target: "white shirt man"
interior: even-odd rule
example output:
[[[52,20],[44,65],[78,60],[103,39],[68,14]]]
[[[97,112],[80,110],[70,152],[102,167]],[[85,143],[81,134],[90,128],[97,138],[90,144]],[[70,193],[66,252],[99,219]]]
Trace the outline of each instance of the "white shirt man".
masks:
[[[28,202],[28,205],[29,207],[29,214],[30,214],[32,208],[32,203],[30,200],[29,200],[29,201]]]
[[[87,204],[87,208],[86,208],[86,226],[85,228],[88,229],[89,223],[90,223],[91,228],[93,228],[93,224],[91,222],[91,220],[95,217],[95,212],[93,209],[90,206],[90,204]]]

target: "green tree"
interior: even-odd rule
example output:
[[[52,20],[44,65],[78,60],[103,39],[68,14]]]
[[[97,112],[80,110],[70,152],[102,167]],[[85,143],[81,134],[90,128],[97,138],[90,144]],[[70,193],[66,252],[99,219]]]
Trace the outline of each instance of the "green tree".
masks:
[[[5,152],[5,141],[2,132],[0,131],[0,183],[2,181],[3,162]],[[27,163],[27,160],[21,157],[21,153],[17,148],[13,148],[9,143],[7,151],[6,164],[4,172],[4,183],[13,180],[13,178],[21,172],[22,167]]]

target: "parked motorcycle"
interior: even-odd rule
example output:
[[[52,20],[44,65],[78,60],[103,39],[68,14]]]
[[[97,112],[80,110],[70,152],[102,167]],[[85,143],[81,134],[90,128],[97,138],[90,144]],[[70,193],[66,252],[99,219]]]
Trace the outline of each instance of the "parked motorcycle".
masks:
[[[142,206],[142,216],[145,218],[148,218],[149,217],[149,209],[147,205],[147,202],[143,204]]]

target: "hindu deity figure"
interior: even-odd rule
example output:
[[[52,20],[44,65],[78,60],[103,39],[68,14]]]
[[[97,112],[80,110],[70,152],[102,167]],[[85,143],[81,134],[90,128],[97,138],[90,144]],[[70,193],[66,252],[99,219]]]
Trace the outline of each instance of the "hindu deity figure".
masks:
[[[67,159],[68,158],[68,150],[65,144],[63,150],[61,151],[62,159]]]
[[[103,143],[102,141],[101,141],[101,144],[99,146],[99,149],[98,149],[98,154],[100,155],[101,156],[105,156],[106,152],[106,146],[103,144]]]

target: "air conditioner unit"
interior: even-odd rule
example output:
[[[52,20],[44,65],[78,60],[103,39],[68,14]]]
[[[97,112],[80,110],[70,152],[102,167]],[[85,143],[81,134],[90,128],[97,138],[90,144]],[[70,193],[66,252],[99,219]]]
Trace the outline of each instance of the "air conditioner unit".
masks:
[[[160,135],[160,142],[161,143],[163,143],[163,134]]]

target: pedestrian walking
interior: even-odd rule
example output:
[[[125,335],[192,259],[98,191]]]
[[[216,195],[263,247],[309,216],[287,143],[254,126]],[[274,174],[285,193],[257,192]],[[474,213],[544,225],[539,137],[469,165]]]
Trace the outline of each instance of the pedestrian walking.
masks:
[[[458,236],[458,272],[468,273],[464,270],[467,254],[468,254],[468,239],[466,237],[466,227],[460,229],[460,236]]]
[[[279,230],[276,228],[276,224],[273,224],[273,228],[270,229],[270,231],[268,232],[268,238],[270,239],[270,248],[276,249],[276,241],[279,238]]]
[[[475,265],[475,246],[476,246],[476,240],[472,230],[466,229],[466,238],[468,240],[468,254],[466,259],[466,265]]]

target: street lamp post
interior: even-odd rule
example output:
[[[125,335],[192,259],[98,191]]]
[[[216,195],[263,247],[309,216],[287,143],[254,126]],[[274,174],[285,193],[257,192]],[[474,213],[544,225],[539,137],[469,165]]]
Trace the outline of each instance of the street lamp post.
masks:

┄┄┄┄┄┄┄┄┄┄┄┄┄┄┄┄┄┄┄┄

How many lines above contain the word "parked"? Reply with the number only.

2